TEXTE FOURNI:
^^^^^^^^^^^^^^^^
RDC: le Conseil de sécurité appelé à prendre des mesures décisives afin d’empêcher une guerre régionale à grande échelle
Réuni en urgence à la demande de la France, le Conseil de sécurité a entendu cet après-midi les appels de deux hauts responsables de l’ONU, de ses membres et de plusieurs délégations africaines à prendre des mesures pour éviter que la situation ne se détériore davantage dans l’est de la République démocratique du Congo (RDC) et empêcher une guerre régionale. Constatant que le Conseil de sécurité n’a pas agi en ce sens depuis l’attaque de Goma par le M23 et les séances des 26 et 28 janvier, la Ministre des affaires étrangères de la RDC lui a demandé un vote dans les plus brefs délais pour dénoncer l’occupation par le Rwanda. De son côté, ce pays a accusé « la RDC de livrer des armes à des groupes armés dans la région ».
^^^^^^^^^^^^^^^^
ÉNONCÉ DE L'EXERCICE 1:
D'après le texte fourni, à la demande de quel pays le Conseil de sécurité s'est-il réuni en urgence ?
ÉNONCÉ DE L'EXERCICE 2:
Reproduisez à l'identique les lignes des entrées situées entre celle qui contient « second white coffee » et celle qui contient « 112 146 L 119 », ces deux lignes comprises.

Entrées d'annotation spatiale
^^^^^^^^^^^^^^^^
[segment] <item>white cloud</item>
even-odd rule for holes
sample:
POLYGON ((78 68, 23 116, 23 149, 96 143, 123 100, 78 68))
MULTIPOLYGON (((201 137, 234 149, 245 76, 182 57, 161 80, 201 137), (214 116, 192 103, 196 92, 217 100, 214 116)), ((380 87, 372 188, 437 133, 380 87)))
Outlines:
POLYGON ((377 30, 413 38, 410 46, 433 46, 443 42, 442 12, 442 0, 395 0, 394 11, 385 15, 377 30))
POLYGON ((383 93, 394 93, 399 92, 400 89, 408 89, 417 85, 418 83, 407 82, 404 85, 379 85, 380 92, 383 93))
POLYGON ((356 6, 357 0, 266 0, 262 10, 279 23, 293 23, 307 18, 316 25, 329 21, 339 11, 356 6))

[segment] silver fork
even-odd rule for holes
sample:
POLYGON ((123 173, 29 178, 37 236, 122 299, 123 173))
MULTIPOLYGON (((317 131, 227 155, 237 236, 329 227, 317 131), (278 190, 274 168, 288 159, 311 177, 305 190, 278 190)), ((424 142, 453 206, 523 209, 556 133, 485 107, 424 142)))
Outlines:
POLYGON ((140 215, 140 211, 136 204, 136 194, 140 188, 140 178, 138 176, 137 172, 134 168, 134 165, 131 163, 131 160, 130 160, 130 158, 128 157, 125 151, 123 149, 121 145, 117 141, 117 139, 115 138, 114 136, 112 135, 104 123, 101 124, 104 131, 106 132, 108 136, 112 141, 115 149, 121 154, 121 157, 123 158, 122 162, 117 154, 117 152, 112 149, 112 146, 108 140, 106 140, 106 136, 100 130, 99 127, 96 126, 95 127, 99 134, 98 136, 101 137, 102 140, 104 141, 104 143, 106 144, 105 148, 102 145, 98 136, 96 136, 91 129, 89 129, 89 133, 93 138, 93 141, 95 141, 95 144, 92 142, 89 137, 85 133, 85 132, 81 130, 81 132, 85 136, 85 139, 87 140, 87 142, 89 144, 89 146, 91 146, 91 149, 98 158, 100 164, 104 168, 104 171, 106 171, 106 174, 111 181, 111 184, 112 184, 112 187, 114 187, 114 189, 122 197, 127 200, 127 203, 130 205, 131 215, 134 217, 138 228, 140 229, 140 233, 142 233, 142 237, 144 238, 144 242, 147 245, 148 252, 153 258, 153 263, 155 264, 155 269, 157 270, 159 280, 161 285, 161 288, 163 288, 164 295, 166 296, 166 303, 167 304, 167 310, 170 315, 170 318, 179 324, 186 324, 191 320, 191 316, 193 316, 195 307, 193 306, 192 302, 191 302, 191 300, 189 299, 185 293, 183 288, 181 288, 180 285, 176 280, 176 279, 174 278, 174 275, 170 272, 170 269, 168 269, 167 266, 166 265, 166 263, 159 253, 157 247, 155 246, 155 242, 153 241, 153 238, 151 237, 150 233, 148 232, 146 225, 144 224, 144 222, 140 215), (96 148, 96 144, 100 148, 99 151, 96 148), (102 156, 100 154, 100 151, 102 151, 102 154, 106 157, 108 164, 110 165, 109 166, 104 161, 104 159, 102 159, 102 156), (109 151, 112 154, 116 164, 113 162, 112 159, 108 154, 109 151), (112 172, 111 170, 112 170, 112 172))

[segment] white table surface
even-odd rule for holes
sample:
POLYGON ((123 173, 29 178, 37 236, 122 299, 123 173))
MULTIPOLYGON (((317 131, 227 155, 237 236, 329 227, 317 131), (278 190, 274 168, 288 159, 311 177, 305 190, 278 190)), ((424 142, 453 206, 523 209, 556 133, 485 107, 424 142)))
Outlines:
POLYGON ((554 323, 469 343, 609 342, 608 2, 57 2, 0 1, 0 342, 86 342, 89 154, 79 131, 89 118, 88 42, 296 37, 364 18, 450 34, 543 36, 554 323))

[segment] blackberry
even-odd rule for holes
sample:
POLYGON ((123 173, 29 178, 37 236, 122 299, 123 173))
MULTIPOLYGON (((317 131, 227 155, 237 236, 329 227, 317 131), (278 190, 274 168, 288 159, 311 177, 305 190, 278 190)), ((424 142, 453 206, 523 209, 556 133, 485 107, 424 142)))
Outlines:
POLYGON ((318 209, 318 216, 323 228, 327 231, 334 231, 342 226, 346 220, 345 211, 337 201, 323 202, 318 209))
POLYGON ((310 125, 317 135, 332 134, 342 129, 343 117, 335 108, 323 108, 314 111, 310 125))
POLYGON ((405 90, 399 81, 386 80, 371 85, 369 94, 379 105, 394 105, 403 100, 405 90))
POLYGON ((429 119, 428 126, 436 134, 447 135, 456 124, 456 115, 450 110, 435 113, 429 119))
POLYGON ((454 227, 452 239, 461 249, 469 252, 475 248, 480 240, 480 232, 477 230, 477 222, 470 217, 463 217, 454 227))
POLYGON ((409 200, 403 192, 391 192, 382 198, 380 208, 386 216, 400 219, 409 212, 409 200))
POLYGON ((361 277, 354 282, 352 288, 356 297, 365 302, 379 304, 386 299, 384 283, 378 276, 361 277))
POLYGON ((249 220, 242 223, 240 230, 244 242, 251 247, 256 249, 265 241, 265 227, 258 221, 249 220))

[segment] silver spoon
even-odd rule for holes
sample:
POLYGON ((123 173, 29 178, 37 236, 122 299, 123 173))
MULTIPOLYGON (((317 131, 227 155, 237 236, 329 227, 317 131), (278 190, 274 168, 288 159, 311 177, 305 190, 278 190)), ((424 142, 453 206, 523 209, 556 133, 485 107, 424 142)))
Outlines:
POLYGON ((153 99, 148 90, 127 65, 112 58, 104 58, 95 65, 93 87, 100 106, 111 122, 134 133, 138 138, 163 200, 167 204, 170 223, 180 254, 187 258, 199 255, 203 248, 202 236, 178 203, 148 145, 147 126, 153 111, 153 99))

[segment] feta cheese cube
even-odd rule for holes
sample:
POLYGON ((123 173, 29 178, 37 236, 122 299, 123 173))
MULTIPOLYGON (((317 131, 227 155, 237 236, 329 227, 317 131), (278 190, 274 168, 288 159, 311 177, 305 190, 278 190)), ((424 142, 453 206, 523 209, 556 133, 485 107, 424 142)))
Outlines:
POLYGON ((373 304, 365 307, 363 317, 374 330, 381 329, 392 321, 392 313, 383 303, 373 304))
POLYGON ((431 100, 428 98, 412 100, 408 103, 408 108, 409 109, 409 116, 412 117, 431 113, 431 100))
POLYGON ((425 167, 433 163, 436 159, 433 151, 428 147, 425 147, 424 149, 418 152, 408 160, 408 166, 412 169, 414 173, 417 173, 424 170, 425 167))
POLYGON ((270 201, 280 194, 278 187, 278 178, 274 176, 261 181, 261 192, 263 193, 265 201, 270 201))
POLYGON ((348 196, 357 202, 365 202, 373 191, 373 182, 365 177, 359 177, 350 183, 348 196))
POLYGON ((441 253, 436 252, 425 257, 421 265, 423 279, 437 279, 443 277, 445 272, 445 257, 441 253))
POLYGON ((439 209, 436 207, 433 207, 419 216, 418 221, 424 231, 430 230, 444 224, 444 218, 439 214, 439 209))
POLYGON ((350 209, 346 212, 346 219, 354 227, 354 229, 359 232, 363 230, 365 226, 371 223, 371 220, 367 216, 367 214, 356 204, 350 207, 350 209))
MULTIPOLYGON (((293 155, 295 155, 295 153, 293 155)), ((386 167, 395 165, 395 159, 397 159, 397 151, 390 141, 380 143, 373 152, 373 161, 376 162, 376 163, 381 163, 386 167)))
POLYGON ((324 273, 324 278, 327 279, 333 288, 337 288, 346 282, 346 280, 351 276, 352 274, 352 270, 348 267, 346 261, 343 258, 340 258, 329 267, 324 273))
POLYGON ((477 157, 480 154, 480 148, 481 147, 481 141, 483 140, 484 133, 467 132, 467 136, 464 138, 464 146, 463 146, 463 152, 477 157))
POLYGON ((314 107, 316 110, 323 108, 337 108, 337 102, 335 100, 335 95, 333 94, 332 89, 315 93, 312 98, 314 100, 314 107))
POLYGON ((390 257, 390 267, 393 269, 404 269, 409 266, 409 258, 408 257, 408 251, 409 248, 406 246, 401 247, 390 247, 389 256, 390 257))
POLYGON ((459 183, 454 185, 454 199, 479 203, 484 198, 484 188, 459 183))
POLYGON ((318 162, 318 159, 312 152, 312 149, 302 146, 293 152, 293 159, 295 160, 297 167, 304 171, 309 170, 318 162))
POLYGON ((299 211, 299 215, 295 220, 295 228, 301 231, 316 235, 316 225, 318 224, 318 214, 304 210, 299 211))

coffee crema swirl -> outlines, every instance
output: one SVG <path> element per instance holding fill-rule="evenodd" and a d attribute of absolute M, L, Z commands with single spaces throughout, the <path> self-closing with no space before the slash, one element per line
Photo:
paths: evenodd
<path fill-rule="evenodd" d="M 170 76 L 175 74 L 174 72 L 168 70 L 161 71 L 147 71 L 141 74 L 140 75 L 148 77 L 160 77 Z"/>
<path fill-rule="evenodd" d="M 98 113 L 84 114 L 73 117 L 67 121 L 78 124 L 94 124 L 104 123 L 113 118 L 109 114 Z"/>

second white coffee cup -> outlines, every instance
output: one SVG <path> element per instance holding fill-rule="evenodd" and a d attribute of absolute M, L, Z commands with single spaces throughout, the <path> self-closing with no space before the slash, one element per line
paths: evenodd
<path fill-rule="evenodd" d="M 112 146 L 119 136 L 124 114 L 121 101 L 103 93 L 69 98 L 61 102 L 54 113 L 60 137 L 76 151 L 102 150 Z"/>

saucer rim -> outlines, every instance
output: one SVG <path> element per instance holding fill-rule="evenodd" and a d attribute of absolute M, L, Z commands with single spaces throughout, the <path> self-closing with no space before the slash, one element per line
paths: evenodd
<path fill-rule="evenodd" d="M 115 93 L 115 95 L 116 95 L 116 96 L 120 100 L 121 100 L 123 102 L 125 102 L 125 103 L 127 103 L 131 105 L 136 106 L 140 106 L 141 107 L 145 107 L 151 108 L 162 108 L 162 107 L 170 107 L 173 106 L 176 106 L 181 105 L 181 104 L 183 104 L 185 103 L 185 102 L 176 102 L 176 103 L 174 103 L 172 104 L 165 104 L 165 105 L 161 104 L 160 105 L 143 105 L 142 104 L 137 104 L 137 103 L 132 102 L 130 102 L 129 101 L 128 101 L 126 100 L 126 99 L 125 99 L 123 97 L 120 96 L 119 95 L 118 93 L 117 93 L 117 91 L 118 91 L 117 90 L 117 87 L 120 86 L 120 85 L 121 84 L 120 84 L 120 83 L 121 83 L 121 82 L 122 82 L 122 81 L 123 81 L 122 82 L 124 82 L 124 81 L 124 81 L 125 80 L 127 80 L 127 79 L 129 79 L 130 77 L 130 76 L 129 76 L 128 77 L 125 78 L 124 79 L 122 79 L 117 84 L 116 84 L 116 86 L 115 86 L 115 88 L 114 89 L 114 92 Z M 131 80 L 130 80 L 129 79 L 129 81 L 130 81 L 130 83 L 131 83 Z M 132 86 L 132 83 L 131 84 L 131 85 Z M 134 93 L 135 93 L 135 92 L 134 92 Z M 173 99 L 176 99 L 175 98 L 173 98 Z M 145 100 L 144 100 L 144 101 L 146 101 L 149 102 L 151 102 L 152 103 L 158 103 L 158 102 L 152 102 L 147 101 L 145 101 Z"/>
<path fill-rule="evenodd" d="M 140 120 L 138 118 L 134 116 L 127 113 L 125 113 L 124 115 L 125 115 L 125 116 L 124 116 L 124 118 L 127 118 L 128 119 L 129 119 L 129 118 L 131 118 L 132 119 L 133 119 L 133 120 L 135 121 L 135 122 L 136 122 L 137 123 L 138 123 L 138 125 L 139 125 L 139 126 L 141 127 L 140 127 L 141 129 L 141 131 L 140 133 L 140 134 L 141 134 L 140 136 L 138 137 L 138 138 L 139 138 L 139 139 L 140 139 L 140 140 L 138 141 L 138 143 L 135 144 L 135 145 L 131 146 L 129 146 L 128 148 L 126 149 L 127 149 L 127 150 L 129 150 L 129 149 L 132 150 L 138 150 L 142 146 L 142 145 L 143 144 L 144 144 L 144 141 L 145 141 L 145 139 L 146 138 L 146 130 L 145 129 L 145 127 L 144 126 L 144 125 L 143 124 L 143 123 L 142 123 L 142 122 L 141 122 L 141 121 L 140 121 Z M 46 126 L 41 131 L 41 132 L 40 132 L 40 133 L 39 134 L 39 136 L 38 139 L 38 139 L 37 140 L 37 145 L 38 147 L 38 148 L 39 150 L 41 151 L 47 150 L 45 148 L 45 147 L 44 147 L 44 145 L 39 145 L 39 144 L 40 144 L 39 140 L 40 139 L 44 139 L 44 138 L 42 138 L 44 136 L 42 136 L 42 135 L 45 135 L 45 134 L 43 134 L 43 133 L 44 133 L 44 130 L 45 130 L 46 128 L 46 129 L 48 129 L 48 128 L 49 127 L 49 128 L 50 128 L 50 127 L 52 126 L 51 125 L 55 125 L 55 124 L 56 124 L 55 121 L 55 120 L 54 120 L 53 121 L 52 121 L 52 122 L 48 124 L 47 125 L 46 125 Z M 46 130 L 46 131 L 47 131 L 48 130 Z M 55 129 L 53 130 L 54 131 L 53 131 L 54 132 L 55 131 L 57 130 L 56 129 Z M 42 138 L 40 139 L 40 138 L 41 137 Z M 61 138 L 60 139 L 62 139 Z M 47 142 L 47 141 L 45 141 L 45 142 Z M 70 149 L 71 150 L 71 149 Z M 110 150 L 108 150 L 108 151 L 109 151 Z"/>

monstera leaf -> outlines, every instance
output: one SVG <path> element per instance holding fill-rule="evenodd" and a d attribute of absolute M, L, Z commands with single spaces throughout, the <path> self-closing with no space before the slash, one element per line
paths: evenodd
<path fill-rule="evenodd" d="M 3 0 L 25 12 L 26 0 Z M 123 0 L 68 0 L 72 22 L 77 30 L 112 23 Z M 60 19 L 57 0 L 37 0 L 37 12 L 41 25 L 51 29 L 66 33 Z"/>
^^^^^^^^^^^^^^^^
RÉSULTAT DE L'EXERCICE 1:
À la demande de la France.

RÉSULTAT DE L'EXERCICE 2:
second white coffee cup -> outlines, every instance
output: one SVG <path> element per instance holding fill-rule="evenodd" and a d attribute of absolute M, L, Z commands with single spaces throughout, the <path> self-closing with no space before the slash, one element per line
paths: evenodd
<path fill-rule="evenodd" d="M 112 146 L 119 136 L 124 114 L 121 101 L 103 93 L 69 98 L 61 102 L 54 113 L 60 137 L 76 151 L 102 150 Z"/>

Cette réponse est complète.